● **SUPPLIED PASSAGE**
·····

I think I didn't explain my idea properly. I'm not sure the idea itself is sound, but from your post, as a start I believe I didn't explain it well, so let me try again:
Measuring phase:
Let's assume a single 500Hz tone is played by the speakers. I see 2 things happening there and both of them involve both, room and speaker. In fact, I don't think they need to be separated but rather treated as one, as both of them are affecting what I hear sitting at my LP.
So, first: the tone that should make 80dB of SPL at my LP actually is making 77dB as a result of speaker response not being linear and the room modes. Second: along with 500Hz tone few additional tones have been unintentionaly created and played by the speaker (summary effect of which we are calling THD). For the sake of this analisys let's assume there were only 2 of them, 2nd and 3rd harmonic. Their amplitude depends on the SPL of baseline 500Hz tone and their frequency is always 2*freq of base tone for 2nd harmonic distortion element and 3*freq of basse tone for 3rd harmonic distortion element.
Processing phase:
Let's assume we have created a lookup table which contains 2 independent variables (frequency and SPL/amplitude of the base tone) and 2 dependent value (SPL of 2*freq and SPL of 3*freq of base tone) which we measured.
Lets assume our table has resolution of 5dB for the SPL base tone variable.
Let's also assume our table has some appropriate freq resolution, probably in log scale for practical purposes.
We feed that table into convoluton engine in the same manner we feed it with FIR filter. At one slice of time convolution engines sees that it has to process 2 tones: 522Hz at 73dB and 1875Hz at 57 dB. Engine calculates amplitude correction for 522Hz and 1875 Hz base tones based on FIR filter as it normally does and modifies signal slice acccordingly. In addition, engine looks ap the "distortion response" table at the closest points (say it is 500Hz/75dB for the first tone and 2000Hz/60dB for the second tone). Engine reads from the table what are expected distortion harmonics amplitude of the tones to be generated by the speaker/room for those 2 base tones and inserts into signal slice the same tones as harmonic distortion components of those 2 base tones would be, but with the opposite phase (or applies some other more clever cancelling mechanism). Engine moves to next slice of time. And so it goes..
So, do you think it would work?

·····

● **SUPPLIED MATERIAL**
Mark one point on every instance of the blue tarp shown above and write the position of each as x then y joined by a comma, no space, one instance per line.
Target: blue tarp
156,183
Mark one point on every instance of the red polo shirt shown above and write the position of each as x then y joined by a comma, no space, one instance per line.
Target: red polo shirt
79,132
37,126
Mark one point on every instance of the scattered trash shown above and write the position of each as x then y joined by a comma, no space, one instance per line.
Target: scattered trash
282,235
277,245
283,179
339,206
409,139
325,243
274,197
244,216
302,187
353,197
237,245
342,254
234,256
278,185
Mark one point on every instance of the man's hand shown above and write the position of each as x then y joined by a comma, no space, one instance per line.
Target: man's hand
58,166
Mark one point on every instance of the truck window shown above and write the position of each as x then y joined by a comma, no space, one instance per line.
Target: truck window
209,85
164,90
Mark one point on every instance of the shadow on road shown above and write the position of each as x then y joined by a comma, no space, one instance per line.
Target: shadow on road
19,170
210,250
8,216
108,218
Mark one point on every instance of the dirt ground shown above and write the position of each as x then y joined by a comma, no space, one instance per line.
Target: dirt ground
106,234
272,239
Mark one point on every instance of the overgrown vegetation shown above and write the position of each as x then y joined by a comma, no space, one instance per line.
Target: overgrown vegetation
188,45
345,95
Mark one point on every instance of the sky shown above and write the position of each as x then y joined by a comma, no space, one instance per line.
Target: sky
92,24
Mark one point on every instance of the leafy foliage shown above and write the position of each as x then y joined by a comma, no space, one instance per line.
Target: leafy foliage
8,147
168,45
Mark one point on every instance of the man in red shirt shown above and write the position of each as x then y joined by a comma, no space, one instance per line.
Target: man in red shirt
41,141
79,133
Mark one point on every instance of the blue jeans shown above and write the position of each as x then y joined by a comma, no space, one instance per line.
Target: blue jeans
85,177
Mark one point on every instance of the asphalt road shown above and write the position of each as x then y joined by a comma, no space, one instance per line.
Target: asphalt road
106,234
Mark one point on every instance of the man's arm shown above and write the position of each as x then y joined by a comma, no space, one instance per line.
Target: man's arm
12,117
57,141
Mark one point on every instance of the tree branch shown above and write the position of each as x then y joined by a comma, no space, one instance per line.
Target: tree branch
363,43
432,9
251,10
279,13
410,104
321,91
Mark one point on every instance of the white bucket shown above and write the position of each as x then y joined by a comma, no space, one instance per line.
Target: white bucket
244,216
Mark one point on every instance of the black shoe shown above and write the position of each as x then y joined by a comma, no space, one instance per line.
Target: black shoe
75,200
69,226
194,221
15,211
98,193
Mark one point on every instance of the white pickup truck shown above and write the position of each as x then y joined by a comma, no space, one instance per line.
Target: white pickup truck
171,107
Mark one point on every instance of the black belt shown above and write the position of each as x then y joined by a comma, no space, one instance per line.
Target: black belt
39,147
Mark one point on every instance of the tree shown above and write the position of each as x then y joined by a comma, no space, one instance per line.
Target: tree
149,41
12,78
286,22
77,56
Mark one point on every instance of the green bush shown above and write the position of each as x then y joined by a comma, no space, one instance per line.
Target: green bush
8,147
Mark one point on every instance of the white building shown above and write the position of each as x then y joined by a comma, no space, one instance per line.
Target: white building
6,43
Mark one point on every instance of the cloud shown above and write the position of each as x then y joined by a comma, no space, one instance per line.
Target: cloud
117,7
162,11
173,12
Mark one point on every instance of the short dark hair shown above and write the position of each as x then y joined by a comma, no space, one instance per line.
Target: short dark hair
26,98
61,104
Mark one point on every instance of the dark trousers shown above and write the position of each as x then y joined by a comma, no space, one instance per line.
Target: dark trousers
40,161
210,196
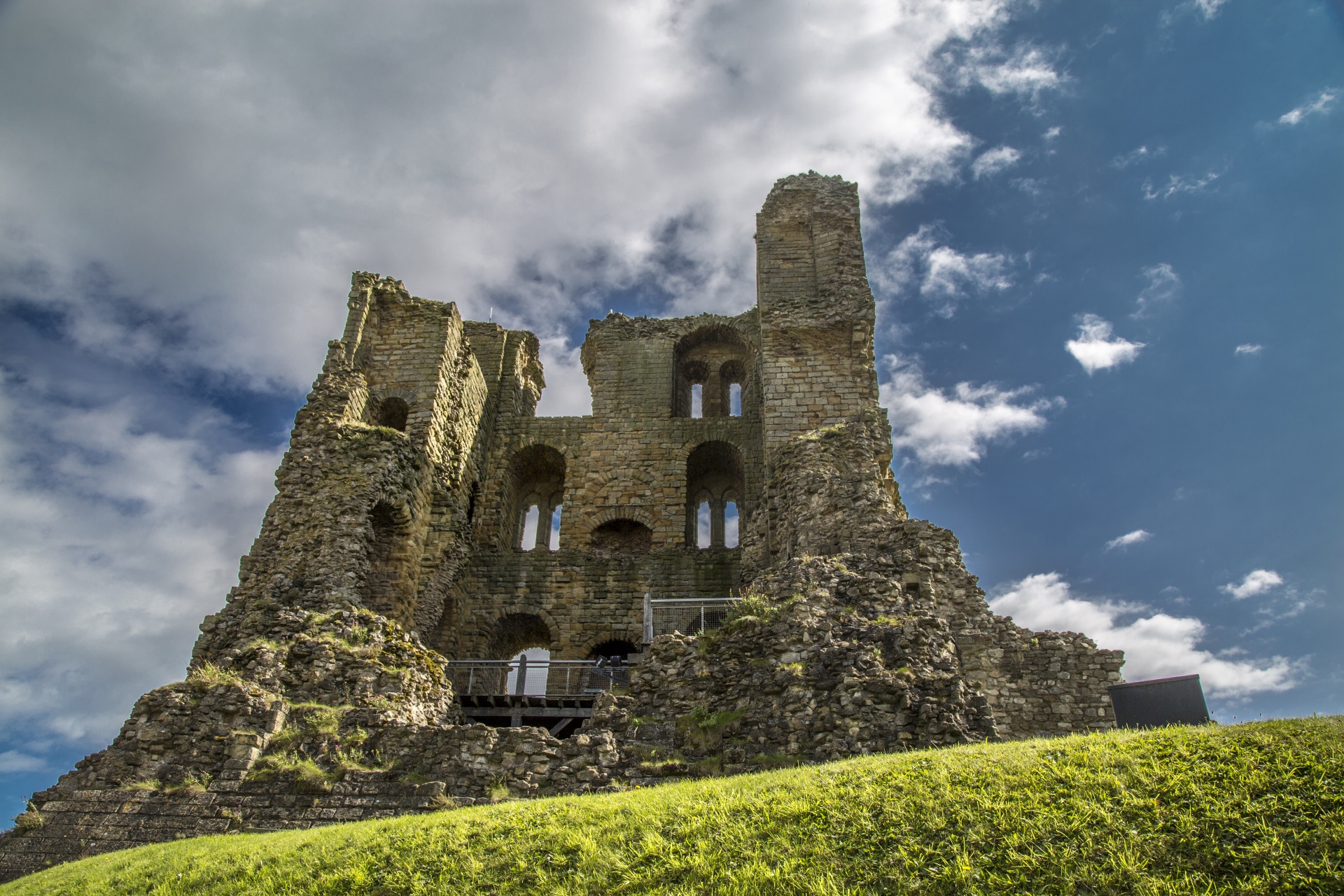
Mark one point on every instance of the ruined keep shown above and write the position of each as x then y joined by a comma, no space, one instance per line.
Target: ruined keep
429,527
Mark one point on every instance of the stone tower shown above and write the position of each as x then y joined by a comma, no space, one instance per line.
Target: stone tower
429,527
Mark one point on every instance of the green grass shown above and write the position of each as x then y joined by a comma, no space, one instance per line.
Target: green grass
1245,809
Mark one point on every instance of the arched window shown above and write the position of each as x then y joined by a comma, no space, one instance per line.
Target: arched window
732,377
714,477
615,649
390,574
537,479
622,536
518,634
393,413
517,631
708,363
530,519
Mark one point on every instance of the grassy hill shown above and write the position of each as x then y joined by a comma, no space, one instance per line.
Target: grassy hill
1245,809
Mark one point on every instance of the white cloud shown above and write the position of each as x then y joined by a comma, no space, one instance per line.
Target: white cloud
1317,106
1138,536
496,155
995,160
1026,71
1097,349
1256,582
13,761
1177,184
1210,7
1155,645
1163,284
1136,156
118,542
955,429
188,188
940,274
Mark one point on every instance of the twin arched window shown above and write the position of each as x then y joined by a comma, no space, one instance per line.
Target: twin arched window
538,489
714,485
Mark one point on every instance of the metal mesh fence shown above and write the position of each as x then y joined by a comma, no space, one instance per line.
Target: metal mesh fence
689,615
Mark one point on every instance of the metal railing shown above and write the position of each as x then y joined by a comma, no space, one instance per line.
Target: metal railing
689,615
536,678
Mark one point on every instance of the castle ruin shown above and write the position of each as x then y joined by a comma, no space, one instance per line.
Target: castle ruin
717,562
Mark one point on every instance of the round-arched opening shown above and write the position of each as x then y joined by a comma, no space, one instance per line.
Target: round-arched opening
537,489
393,414
710,363
613,649
518,631
387,578
714,479
622,536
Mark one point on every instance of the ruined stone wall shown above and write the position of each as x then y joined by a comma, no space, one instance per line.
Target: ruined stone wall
312,696
584,599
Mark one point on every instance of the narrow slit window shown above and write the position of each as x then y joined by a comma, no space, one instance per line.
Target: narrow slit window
537,672
730,524
555,530
530,522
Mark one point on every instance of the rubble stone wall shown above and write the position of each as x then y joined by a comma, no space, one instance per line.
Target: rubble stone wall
319,692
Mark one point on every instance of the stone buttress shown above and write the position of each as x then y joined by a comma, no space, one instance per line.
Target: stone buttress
425,514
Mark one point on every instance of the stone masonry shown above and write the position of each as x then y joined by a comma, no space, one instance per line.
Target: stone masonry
425,514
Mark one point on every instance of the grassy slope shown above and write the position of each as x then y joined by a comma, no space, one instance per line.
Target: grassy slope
1247,809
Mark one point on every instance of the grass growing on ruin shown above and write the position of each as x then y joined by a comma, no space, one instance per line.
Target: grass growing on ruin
1246,809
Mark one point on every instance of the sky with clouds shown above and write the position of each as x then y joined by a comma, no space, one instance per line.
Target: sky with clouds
1104,241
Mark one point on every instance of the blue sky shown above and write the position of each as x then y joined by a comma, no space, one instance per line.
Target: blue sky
1156,184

·····

● **TASKS TO CARRY OUT**
a) Translate this sentence from the post on cancelling speaker distortion into Spanish: "Let's assume a single 500Hz tone is played by the speakers."
b) Return the part of the post on cancelling speaker distortion that runs from "I think I didn't" up to and including "sitting at my LP.", word for word.

● **OUTPUTS BY TASK**
a) Supongamos que los altavoces reproducen un único tono de 500 Hz.

b)
I think I didn't explain my idea properly. I'm not sure the idea itself is sound, but from your post, as a start I believe I didn't explain it well, so let me try again:
Measuring phase:
Let's assume a single 500Hz tone is played by the speakers. I see 2 things happening there and both of them involve both, room and speaker. In fact, I don't think they need to be separated but rather treated as one, as both of them are affecting what I hear sitting at my LP.